## begin Input for this task

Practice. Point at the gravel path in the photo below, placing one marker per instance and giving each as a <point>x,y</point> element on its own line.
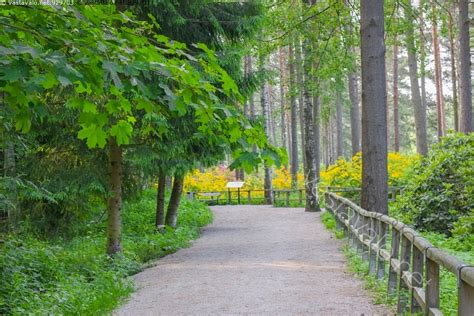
<point>256,260</point>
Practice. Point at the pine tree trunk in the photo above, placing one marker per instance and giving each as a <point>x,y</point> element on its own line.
<point>293,119</point>
<point>299,91</point>
<point>9,168</point>
<point>114,204</point>
<point>355,113</point>
<point>374,195</point>
<point>264,100</point>
<point>283,97</point>
<point>454,78</point>
<point>396,124</point>
<point>317,139</point>
<point>438,75</point>
<point>175,198</point>
<point>160,201</point>
<point>251,99</point>
<point>354,98</point>
<point>339,127</point>
<point>465,115</point>
<point>419,108</point>
<point>310,172</point>
<point>422,59</point>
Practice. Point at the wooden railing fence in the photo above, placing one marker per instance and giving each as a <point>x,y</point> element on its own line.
<point>413,263</point>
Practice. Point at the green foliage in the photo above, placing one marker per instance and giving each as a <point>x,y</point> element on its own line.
<point>440,193</point>
<point>76,277</point>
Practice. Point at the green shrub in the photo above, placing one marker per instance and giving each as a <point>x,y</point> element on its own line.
<point>76,277</point>
<point>440,191</point>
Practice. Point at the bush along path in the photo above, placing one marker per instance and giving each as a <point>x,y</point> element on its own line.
<point>254,260</point>
<point>75,276</point>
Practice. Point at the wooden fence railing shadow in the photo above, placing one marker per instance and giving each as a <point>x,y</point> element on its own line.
<point>413,263</point>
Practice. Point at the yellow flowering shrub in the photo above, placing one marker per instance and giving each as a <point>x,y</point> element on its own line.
<point>282,179</point>
<point>215,180</point>
<point>344,173</point>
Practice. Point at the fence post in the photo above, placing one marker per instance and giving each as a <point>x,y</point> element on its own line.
<point>392,274</point>
<point>365,228</point>
<point>465,295</point>
<point>372,254</point>
<point>382,241</point>
<point>432,284</point>
<point>404,266</point>
<point>416,277</point>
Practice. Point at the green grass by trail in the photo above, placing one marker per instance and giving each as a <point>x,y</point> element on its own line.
<point>76,277</point>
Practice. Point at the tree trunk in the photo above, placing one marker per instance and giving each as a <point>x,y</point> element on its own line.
<point>419,108</point>
<point>251,99</point>
<point>465,117</point>
<point>339,127</point>
<point>293,120</point>
<point>299,85</point>
<point>114,204</point>
<point>316,139</point>
<point>283,97</point>
<point>396,124</point>
<point>422,59</point>
<point>160,201</point>
<point>374,196</point>
<point>453,71</point>
<point>355,113</point>
<point>438,75</point>
<point>9,168</point>
<point>175,198</point>
<point>310,172</point>
<point>264,100</point>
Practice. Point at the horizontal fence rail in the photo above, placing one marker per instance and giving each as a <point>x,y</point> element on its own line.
<point>413,262</point>
<point>242,196</point>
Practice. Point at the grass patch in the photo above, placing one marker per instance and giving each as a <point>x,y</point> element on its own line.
<point>76,277</point>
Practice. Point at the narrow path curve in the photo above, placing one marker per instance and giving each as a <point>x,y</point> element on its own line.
<point>254,260</point>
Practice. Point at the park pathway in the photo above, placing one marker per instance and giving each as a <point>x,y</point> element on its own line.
<point>254,260</point>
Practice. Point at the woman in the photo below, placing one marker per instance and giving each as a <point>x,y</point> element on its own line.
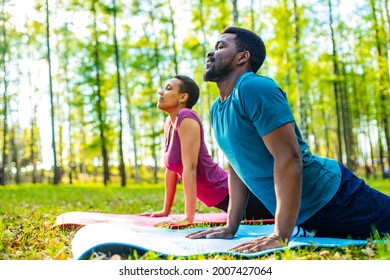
<point>186,157</point>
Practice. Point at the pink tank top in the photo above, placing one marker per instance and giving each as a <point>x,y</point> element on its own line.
<point>211,179</point>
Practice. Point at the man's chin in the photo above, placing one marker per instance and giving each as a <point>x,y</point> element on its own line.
<point>209,77</point>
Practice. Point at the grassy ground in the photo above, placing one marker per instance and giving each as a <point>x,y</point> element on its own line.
<point>28,212</point>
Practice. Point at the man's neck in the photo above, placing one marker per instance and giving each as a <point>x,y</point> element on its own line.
<point>226,85</point>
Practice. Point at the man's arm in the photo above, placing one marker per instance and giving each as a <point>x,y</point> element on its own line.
<point>189,133</point>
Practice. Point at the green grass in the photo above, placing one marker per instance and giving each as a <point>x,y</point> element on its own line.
<point>28,212</point>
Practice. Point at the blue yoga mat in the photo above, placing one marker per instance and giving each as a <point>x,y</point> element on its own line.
<point>117,238</point>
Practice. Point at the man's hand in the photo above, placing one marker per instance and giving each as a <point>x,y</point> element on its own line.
<point>221,232</point>
<point>260,244</point>
<point>155,214</point>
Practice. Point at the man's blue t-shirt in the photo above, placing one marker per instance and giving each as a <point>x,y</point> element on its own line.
<point>256,107</point>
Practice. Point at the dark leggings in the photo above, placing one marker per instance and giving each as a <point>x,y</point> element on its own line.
<point>255,210</point>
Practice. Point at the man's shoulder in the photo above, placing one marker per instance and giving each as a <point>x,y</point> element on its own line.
<point>258,80</point>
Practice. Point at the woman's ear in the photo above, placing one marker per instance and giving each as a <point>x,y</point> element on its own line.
<point>183,97</point>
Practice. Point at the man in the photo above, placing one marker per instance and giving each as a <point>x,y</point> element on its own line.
<point>255,128</point>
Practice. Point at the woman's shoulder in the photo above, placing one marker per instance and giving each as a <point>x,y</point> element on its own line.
<point>185,112</point>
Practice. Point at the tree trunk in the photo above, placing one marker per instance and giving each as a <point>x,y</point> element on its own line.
<point>56,179</point>
<point>122,171</point>
<point>99,103</point>
<point>336,84</point>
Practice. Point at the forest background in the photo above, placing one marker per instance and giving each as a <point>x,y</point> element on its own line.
<point>79,80</point>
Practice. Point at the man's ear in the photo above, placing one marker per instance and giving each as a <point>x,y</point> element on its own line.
<point>243,57</point>
<point>183,97</point>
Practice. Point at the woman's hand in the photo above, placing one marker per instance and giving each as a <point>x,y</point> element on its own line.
<point>176,222</point>
<point>161,213</point>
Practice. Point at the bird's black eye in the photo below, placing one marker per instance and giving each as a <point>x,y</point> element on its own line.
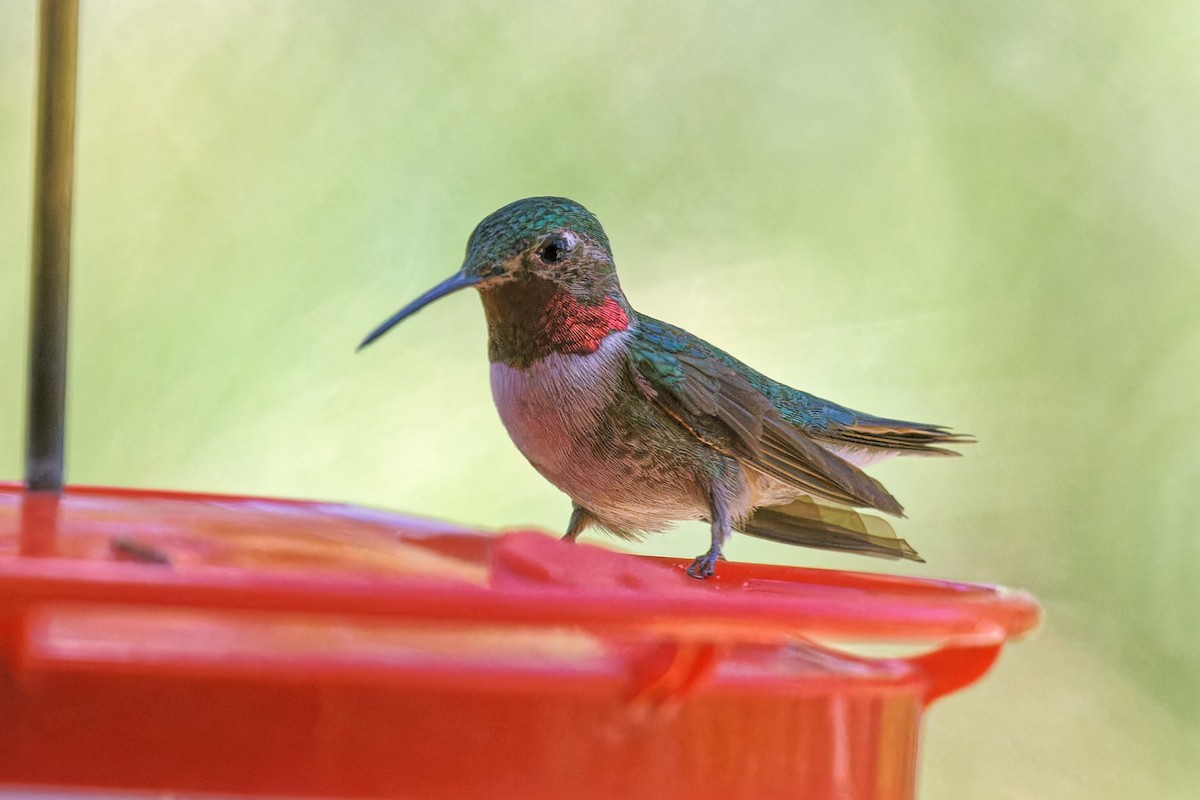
<point>552,251</point>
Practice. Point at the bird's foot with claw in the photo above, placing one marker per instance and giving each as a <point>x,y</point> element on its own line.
<point>703,566</point>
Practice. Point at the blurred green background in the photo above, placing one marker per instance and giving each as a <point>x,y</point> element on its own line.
<point>983,215</point>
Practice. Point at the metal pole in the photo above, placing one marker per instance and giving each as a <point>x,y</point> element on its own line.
<point>53,176</point>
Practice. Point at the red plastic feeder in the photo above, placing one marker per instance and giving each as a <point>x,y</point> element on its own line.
<point>191,643</point>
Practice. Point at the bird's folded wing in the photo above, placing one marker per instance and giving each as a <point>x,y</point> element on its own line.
<point>912,438</point>
<point>810,523</point>
<point>725,410</point>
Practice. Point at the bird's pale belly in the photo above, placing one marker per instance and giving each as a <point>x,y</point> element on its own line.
<point>582,426</point>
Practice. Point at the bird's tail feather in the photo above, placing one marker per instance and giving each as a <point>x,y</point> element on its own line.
<point>809,523</point>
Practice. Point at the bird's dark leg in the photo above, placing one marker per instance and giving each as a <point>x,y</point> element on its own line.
<point>580,522</point>
<point>706,563</point>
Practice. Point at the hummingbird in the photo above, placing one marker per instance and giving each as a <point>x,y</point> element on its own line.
<point>642,423</point>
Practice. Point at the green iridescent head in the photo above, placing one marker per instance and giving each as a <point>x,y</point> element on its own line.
<point>539,238</point>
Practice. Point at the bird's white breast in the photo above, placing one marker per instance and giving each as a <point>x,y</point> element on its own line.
<point>552,407</point>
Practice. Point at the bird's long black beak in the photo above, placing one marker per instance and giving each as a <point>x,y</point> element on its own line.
<point>451,284</point>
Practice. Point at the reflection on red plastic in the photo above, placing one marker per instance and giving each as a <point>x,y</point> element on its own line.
<point>241,645</point>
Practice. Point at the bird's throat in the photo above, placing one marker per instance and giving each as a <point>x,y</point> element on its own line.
<point>532,318</point>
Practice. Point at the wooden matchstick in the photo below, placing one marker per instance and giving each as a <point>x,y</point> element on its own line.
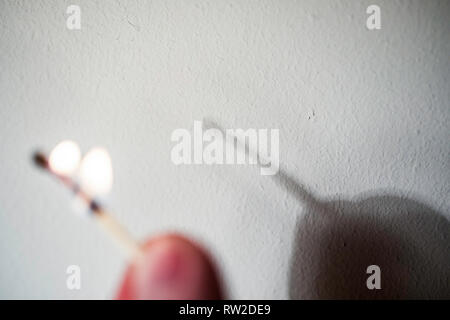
<point>110,225</point>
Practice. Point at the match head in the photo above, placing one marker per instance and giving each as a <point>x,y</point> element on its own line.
<point>40,160</point>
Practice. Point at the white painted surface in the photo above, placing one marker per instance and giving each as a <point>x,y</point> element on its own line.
<point>358,111</point>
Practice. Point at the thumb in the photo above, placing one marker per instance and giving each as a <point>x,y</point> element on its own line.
<point>172,267</point>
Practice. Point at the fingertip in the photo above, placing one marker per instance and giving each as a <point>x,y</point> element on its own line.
<point>172,267</point>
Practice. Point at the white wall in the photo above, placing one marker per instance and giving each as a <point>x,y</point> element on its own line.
<point>364,125</point>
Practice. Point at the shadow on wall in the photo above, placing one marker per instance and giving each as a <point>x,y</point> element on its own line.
<point>336,240</point>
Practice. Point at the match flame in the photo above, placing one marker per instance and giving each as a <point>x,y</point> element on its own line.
<point>96,175</point>
<point>65,158</point>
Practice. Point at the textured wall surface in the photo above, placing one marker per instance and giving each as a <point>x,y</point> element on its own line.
<point>364,141</point>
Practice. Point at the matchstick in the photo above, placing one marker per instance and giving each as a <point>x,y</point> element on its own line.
<point>107,221</point>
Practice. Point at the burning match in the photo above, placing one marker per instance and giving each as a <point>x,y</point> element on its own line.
<point>95,172</point>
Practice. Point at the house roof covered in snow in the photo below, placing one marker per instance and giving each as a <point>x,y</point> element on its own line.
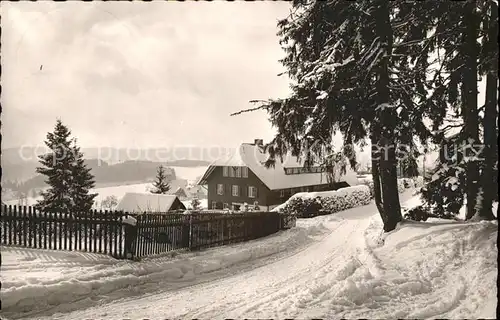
<point>253,157</point>
<point>148,202</point>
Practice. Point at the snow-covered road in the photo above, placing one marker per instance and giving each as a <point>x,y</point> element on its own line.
<point>444,270</point>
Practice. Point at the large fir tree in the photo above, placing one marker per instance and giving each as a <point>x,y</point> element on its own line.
<point>161,185</point>
<point>57,166</point>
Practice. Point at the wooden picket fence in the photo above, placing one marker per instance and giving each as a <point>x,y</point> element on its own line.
<point>154,233</point>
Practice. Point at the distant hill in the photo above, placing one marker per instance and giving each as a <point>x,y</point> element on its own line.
<point>19,164</point>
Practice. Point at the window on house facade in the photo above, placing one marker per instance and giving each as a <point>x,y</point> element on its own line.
<point>220,189</point>
<point>236,191</point>
<point>252,192</point>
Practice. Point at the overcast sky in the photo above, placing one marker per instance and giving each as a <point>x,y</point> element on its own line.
<point>139,74</point>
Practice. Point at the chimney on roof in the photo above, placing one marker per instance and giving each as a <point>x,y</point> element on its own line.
<point>259,142</point>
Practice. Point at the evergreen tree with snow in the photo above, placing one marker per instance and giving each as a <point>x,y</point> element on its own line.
<point>359,69</point>
<point>82,182</point>
<point>161,185</point>
<point>57,166</point>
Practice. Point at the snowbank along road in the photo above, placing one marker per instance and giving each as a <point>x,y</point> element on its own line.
<point>421,270</point>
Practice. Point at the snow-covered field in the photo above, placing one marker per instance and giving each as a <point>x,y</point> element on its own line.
<point>189,173</point>
<point>117,191</point>
<point>335,266</point>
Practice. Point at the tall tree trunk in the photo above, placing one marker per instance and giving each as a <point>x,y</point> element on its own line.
<point>388,162</point>
<point>470,111</point>
<point>488,185</point>
<point>377,189</point>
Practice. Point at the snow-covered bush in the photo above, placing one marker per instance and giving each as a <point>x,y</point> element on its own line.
<point>327,202</point>
<point>304,207</point>
<point>369,184</point>
<point>416,214</point>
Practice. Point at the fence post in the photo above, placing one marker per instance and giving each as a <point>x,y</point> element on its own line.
<point>130,224</point>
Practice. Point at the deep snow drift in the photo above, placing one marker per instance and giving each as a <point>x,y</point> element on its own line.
<point>335,266</point>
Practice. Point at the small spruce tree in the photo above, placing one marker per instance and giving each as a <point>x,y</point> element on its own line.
<point>160,184</point>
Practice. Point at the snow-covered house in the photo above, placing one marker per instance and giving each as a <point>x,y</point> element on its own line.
<point>242,178</point>
<point>149,202</point>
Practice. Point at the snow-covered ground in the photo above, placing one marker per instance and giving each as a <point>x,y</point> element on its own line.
<point>335,266</point>
<point>203,203</point>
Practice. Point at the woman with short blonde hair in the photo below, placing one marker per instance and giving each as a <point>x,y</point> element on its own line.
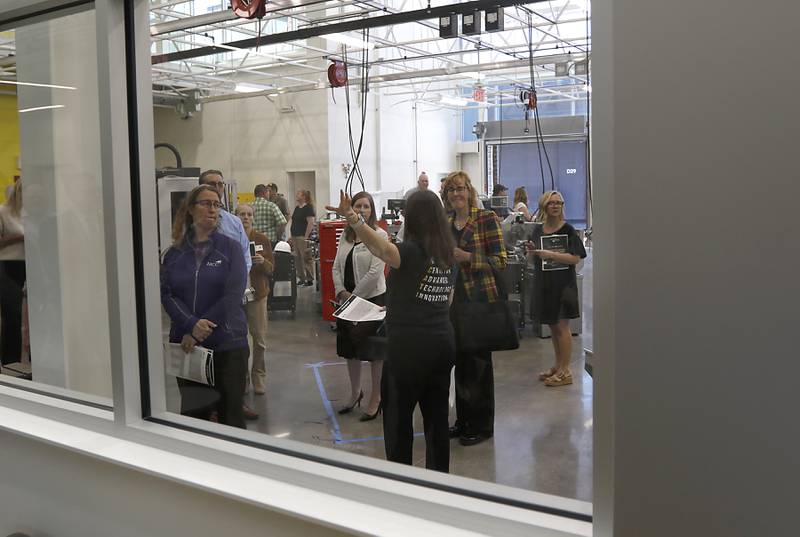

## end Input for this task

→ Short problem
Render the material starting with the line containing "Practice. Point at the narrow" and going on through the line containing "<point>186,157</point>" as a two-column CSV with the columns text and answer. Give one row for each text and the answer that follows it, with each field in quotes, line breaks turned into spaces, and the pictures left out.

→ Full response
text,answer
"Practice. Point at the narrow path curve in the photo above, placing one marker per instance and giving each as a <point>x,y</point> element on its own line.","<point>254,260</point>"
"Practice. Point at the park pathway in the photo above, placing one marker per instance and giving each as a <point>x,y</point> element on its own line.","<point>254,260</point>"
"Practice. Point at the woman in the photo below, placing one marker per instance and giving each as a <point>x,y</point> element on its own line.","<point>186,157</point>"